§ **TEXTE EXTRAIT**
━━━━━━━━━━━━━━━━━━━━━━━━━━━━━━

(Rome, Paris, 03 novembre 2025). Jamais un président italien n’avait été traité avec une telle virulence par Moscou. Depuis le début de la guerre en Ukraine, la Russie cible régulièrement l’Italie pour son alignement sur Kiev. Le président Sergio Mattarella, ainsi que les ministres Antonio Tajani et Guido Crosetto, ont été placés sur une liste noire des prétendus «russophobes». Retour sur les attaques diplomatiques répétées de Moscou contre la direction politique italienne
L’attaque contre l’Italie pour son soutien à l’Ukraine, perpétrée par la porte-parole du ministère russe des Affaires étrangères, Maria Zakharova, qui a cette fois exploité l’effondrement tragique de la tour des Conti à Rome, est loin d’être une première. Des responsables du gouvernement russe, ou du moins leurs porte-parole, avaient déjà pris pour cible notre pays en raison de sa proximité avec Kiev, manifestée depuis le début de l’invasion en 2022, écrit Anna Lombardi dans le quotidien italien «La Repubblica».
La liste noire des «russophobes»
En juin dernier seulement, le président Sergio Mattarella, déjà la cible d’autres attaques de Moscou, figurait sur une liste publiée sur le site web du ministère russe des Affaires étrangères, une sorte de «blacklist» mondiale des prétendus «russophobes». Il y figurait en bonne compagnie, aux côtés de 13 autres dirigeants de pays occidentaux, de l’UE et de l’OTAN, dont le président français Emmanuel Macron, le chancelier allemand Friedrich Merz, le secrétaire général de l’OTAN Mark Rutte ou encore la haute commissaire européenne aux affaires étrangères, Kaja Kallas.

━━━━━━━━━━━━━━━━━━━━━━━━━━━━━━

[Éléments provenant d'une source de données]

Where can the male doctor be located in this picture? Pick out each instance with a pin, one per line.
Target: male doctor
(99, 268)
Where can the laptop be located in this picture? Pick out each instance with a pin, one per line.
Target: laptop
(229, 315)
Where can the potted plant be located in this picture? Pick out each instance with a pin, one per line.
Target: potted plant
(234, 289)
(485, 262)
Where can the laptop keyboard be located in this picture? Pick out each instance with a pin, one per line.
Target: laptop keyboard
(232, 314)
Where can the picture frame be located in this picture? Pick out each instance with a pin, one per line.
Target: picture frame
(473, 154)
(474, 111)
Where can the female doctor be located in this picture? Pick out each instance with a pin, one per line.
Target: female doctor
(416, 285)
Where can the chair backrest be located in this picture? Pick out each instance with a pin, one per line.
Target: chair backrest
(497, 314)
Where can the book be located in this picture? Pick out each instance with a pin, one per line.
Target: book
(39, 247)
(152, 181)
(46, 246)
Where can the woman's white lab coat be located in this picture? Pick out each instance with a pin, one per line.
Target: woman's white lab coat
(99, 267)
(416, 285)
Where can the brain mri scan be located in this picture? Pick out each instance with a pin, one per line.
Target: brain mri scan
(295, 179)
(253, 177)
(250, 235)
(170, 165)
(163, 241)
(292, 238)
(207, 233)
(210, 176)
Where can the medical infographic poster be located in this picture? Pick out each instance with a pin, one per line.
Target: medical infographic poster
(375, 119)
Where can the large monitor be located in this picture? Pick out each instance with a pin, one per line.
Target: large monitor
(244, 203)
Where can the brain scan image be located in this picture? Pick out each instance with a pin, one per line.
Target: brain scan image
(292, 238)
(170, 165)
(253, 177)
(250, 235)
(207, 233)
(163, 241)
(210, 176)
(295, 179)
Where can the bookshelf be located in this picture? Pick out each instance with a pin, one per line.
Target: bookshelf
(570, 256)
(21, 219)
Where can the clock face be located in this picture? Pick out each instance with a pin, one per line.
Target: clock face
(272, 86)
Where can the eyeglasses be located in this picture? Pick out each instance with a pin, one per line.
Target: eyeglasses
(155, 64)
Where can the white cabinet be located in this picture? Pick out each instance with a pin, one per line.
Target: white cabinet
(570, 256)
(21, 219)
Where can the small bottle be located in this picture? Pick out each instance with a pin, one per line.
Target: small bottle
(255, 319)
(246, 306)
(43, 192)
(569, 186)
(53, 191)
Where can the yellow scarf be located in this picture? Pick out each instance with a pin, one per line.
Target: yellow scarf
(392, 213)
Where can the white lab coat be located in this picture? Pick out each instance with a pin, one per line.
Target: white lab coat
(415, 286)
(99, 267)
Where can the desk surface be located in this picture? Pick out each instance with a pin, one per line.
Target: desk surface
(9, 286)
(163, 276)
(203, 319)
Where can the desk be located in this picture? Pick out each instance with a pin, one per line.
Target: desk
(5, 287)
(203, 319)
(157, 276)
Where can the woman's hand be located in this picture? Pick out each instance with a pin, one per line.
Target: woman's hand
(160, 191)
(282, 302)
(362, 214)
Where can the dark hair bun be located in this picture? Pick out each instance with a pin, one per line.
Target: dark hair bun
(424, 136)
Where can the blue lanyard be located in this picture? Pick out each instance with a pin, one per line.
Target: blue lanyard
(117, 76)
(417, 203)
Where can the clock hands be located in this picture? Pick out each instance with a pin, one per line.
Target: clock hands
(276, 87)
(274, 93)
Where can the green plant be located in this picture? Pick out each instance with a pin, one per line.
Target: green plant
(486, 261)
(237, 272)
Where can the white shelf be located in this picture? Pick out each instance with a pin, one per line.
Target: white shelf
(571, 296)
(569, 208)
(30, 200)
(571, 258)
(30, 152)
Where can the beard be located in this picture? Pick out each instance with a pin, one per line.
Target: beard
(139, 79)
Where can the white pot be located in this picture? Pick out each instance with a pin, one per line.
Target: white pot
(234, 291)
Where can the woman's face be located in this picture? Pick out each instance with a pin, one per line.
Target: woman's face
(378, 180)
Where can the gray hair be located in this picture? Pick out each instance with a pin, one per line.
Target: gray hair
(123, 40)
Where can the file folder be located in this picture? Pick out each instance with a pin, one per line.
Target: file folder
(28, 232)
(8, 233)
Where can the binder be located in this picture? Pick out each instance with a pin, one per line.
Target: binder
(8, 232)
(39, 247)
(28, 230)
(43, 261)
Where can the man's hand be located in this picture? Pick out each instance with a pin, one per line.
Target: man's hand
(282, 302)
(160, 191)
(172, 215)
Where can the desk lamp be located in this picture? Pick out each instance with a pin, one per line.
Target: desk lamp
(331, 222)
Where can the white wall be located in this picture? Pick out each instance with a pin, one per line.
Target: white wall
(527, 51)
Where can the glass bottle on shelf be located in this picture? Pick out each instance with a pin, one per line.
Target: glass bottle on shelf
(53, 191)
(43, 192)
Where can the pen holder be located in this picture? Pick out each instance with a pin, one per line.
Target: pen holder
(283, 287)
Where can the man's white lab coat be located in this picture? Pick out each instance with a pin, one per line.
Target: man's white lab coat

━━━━━━━━━━━━━━━━━━━━━━━━━━━━━━

§ **CONSIGNES**
a – D'après l'article, aux côtés de combien d'autres dirigeants Sergio Mattarella figurait-il sur la liste noire des prétendus « russophobes » ?
b – Renvoyez le passage de l'article qui va de « En juin dernier » jusqu'à « étrangères, Kaja Kallas. » inclus.
Le listing n'a aucun lien avec l'article.

§ **RÉPONSES AUX CONSIGNES**
a – Aux côtés de 13 autres dirigeants de pays occidentaux, de l'UE et de l'OTAN.

b –
En juin dernier seulement, le président Sergio Mattarella, déjà la cible d’autres attaques de Moscou, figurait sur une liste publiée sur le site web du ministère russe des Affaires étrangères, une sorte de «blacklist» mondiale des prétendus «russophobes». Il y figurait en bonne compagnie, aux côtés de 13 autres dirigeants de pays occidentaux, de l’UE et de l’OTAN, dont le président français Emmanuel Macron, le chancelier allemand Friedrich Merz, le secrétaire général de l’OTAN Mark Rutte ou encore la haute commissaire européenne aux affaires étrangères, Kaja Kallas.